-- START OF SUPPLIED INFORMATION --

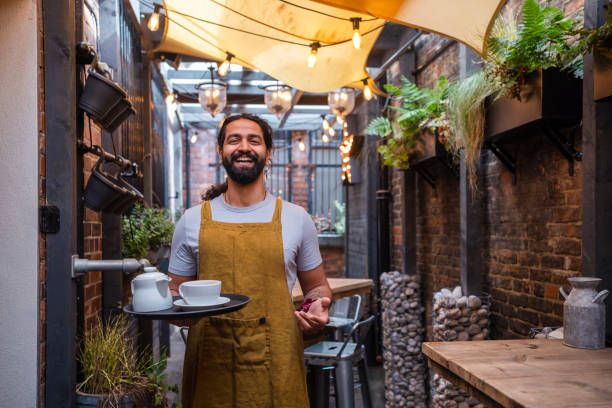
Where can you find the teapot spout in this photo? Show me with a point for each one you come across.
(599, 298)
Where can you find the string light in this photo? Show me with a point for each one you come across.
(312, 58)
(224, 67)
(367, 91)
(356, 35)
(324, 123)
(153, 23)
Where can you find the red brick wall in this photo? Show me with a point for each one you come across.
(42, 200)
(531, 230)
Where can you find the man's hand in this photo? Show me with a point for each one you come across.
(313, 321)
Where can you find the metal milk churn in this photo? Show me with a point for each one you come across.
(584, 314)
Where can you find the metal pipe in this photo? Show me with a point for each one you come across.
(128, 265)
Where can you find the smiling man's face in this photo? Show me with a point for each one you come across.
(244, 153)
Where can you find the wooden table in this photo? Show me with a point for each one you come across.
(526, 373)
(341, 287)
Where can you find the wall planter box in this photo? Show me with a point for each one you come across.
(602, 75)
(550, 100)
(429, 153)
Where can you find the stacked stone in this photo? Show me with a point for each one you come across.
(403, 330)
(456, 318)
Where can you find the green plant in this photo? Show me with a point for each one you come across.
(420, 109)
(145, 230)
(112, 366)
(466, 106)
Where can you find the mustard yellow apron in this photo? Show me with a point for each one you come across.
(252, 357)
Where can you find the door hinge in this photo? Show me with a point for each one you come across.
(48, 219)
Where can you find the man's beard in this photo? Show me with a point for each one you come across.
(243, 175)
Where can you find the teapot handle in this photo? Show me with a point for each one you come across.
(601, 295)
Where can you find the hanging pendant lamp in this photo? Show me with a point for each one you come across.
(278, 99)
(341, 101)
(212, 94)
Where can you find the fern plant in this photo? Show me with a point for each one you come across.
(419, 109)
(545, 38)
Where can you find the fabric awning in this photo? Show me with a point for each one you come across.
(274, 37)
(467, 21)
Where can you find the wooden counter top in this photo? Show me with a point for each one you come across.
(341, 287)
(526, 373)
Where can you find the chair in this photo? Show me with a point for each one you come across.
(341, 357)
(343, 314)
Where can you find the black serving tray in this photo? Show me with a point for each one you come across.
(236, 302)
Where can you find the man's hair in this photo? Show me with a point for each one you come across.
(217, 189)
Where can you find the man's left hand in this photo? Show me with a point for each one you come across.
(313, 321)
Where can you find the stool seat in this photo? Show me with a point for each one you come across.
(330, 349)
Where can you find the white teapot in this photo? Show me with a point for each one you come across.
(150, 291)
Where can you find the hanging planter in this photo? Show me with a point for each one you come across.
(105, 101)
(548, 97)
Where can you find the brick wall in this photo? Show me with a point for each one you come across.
(42, 200)
(531, 230)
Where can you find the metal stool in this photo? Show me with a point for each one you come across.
(322, 357)
(343, 314)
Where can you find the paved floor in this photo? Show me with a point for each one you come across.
(175, 372)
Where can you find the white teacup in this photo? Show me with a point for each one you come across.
(200, 292)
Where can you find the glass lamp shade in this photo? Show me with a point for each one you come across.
(278, 99)
(212, 95)
(341, 101)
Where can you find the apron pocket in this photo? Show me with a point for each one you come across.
(246, 342)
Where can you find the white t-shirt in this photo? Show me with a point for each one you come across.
(300, 242)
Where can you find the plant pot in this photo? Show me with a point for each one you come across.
(101, 190)
(105, 101)
(602, 74)
(84, 400)
(549, 97)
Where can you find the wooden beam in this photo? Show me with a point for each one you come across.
(596, 174)
(296, 97)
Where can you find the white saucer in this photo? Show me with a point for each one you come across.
(218, 302)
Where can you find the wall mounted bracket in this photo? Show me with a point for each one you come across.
(564, 145)
(506, 158)
(80, 267)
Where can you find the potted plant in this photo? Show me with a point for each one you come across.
(417, 131)
(115, 374)
(538, 66)
(147, 233)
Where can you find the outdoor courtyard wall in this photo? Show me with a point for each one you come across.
(19, 166)
(531, 230)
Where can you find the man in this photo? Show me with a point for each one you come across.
(256, 245)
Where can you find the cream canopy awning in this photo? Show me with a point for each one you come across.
(275, 36)
(467, 21)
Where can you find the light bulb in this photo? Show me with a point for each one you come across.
(312, 58)
(153, 23)
(367, 91)
(325, 124)
(356, 35)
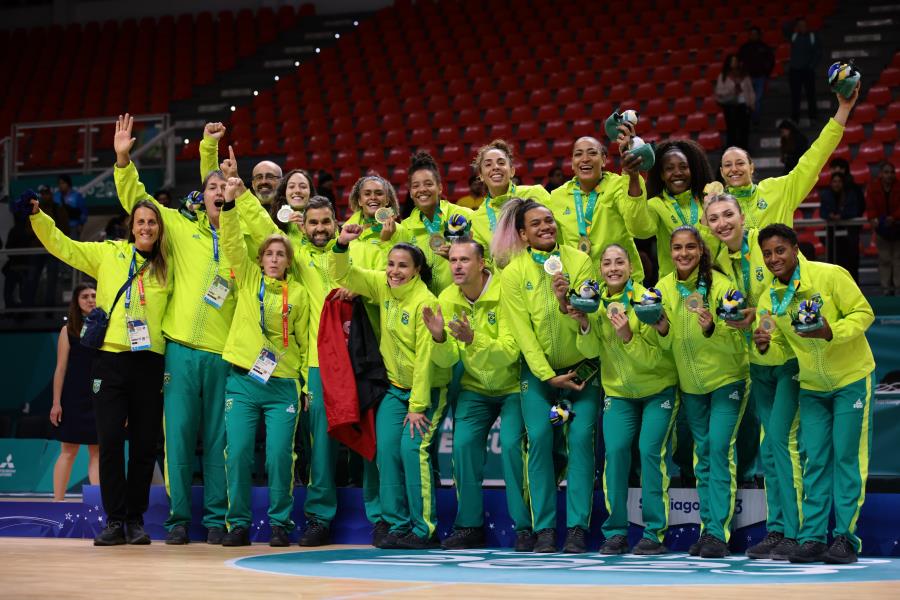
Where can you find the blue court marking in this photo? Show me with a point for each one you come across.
(491, 566)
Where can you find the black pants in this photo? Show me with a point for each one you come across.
(127, 386)
(803, 79)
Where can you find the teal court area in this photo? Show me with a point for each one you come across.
(491, 566)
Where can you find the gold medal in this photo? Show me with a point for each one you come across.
(553, 265)
(436, 242)
(584, 244)
(383, 214)
(614, 308)
(694, 302)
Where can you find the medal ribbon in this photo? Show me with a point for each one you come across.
(779, 308)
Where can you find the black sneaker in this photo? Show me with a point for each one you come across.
(617, 544)
(714, 548)
(112, 535)
(135, 534)
(464, 538)
(841, 552)
(546, 541)
(379, 532)
(279, 537)
(648, 547)
(524, 541)
(239, 536)
(177, 536)
(694, 550)
(316, 534)
(215, 535)
(809, 552)
(575, 542)
(411, 541)
(765, 547)
(784, 549)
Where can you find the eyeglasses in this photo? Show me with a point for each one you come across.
(266, 177)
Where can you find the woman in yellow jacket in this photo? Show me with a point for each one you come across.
(711, 360)
(411, 412)
(639, 381)
(266, 347)
(134, 281)
(533, 297)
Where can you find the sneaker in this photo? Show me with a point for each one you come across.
(694, 550)
(379, 532)
(239, 536)
(648, 547)
(112, 535)
(765, 547)
(714, 548)
(177, 536)
(316, 534)
(841, 552)
(135, 534)
(617, 544)
(784, 549)
(575, 542)
(464, 538)
(809, 552)
(411, 541)
(524, 541)
(279, 537)
(546, 541)
(215, 535)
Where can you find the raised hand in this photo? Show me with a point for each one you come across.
(122, 140)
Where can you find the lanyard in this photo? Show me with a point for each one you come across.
(779, 308)
(284, 311)
(492, 215)
(695, 207)
(140, 278)
(584, 215)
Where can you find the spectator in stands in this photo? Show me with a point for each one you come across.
(883, 203)
(475, 196)
(840, 202)
(734, 93)
(759, 60)
(74, 203)
(805, 51)
(793, 144)
(72, 413)
(555, 179)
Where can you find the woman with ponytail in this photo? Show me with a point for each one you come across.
(711, 360)
(535, 285)
(411, 411)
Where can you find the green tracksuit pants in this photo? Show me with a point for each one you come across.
(774, 393)
(407, 484)
(654, 417)
(473, 416)
(714, 419)
(246, 400)
(194, 401)
(321, 493)
(836, 430)
(580, 434)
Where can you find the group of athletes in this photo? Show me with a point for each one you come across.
(220, 308)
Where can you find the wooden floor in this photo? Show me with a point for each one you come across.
(74, 569)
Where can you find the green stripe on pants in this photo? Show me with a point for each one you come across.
(277, 402)
(194, 401)
(836, 431)
(714, 419)
(654, 416)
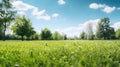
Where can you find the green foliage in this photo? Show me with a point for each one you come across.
(83, 36)
(7, 14)
(23, 27)
(60, 53)
(57, 36)
(104, 31)
(46, 34)
(118, 34)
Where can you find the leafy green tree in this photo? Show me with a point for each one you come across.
(23, 27)
(83, 35)
(104, 30)
(7, 14)
(117, 34)
(46, 34)
(57, 36)
(65, 37)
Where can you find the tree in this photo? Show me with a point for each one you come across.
(57, 36)
(117, 34)
(46, 34)
(23, 27)
(104, 29)
(7, 14)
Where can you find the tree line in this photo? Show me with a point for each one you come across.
(23, 30)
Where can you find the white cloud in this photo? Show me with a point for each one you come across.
(108, 9)
(61, 2)
(105, 8)
(116, 25)
(118, 8)
(76, 30)
(22, 8)
(55, 15)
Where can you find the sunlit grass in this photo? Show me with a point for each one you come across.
(60, 53)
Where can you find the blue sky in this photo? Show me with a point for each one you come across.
(68, 16)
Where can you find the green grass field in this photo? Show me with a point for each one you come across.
(60, 53)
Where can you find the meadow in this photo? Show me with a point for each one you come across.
(69, 53)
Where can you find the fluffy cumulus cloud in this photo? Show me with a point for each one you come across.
(55, 15)
(61, 2)
(105, 8)
(22, 8)
(116, 25)
(76, 30)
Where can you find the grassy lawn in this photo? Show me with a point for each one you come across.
(69, 53)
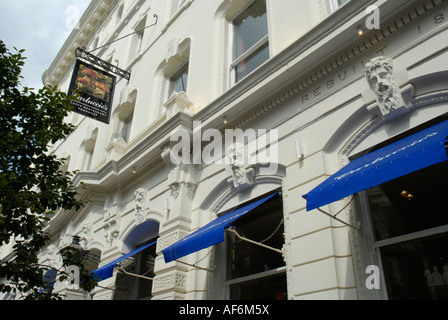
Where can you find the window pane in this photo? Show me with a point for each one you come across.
(126, 130)
(147, 270)
(179, 81)
(251, 26)
(246, 258)
(423, 206)
(417, 270)
(252, 62)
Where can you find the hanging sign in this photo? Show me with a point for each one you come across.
(95, 89)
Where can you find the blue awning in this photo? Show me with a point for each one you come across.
(209, 235)
(418, 151)
(106, 271)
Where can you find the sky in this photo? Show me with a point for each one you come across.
(41, 28)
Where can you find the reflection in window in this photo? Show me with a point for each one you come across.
(126, 128)
(410, 214)
(254, 272)
(179, 80)
(130, 287)
(251, 41)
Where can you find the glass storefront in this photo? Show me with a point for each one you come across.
(410, 225)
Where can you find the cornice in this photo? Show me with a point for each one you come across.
(313, 57)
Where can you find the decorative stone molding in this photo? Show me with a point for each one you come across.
(170, 281)
(140, 210)
(86, 235)
(178, 102)
(116, 149)
(389, 98)
(337, 62)
(112, 224)
(52, 257)
(182, 174)
(242, 178)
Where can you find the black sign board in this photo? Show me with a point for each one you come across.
(95, 89)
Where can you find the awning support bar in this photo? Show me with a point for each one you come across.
(339, 220)
(254, 242)
(192, 265)
(133, 274)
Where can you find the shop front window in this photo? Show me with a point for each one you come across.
(410, 229)
(254, 272)
(128, 285)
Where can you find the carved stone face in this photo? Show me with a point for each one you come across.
(235, 154)
(381, 81)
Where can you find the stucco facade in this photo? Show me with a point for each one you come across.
(312, 89)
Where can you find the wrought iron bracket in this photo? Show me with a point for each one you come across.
(109, 67)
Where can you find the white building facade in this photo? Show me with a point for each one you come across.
(313, 86)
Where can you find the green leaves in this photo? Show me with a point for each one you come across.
(32, 186)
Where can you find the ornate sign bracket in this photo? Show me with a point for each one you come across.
(109, 67)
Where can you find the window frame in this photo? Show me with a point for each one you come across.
(173, 78)
(235, 61)
(126, 126)
(228, 282)
(335, 5)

-- END OF SUPPLIED INFORMATION --

(DO THIS) Rewrite the listing from the line with "Where can you find the window frame" through the end, replacing "window frame" with "window shutter" and leaving everything else unchanged.

(SOLUTION)
Where can you find the window shutter in this photo? Show me with a point for each one you come across.
(173, 78)
(235, 61)
(126, 126)
(228, 282)
(335, 5)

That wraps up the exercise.